───── Data under study

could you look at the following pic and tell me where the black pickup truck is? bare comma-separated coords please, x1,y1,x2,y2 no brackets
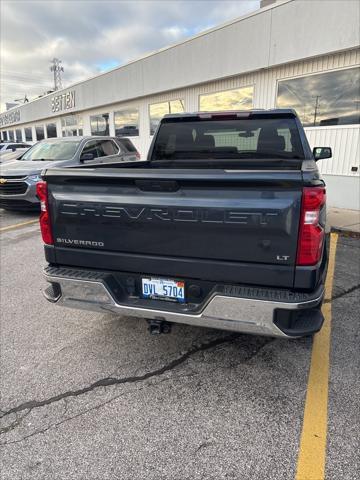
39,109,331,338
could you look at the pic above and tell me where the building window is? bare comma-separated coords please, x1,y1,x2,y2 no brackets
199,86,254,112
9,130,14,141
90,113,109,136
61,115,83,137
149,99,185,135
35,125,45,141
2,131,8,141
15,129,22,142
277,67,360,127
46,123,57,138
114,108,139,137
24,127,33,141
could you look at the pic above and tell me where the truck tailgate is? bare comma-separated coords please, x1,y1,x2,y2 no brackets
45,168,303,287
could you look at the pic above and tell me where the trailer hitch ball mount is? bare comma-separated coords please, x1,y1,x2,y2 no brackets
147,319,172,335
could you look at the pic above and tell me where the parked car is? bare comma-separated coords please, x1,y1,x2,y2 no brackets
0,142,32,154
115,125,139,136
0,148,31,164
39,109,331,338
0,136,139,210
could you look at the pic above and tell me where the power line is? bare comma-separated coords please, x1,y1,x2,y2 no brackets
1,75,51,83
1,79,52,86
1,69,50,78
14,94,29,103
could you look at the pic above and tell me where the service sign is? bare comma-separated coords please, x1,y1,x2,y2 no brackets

──────────
───── Data under study

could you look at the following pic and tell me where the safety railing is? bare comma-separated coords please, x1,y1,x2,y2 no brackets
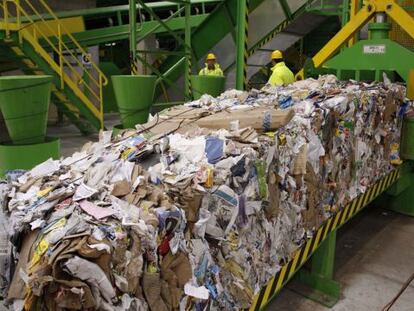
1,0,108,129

──────────

* _Task instructions_
Everything above from the line with "where the parked" to the line with "where the service", both included, must be repeated exactly, and nothing outside that range.

* _Solved exercise_
could you look at the pic above and tell me where the parked car is? bare comma-separated coords please, x1,y1,x2,y2 no brackets
0,142,32,154
115,125,139,136
0,148,31,164
39,109,331,338
0,136,139,210
could you look at the pic above and tell me where the power line is? bare comma-separated coords please, x1,y1,x2,y2 no brackets
1,75,51,83
1,79,52,86
1,69,50,78
14,94,29,103
could you look at the pic above and tell me where the service sign is? bare comma-separated coords please, x1,y1,x2,y2 no brackets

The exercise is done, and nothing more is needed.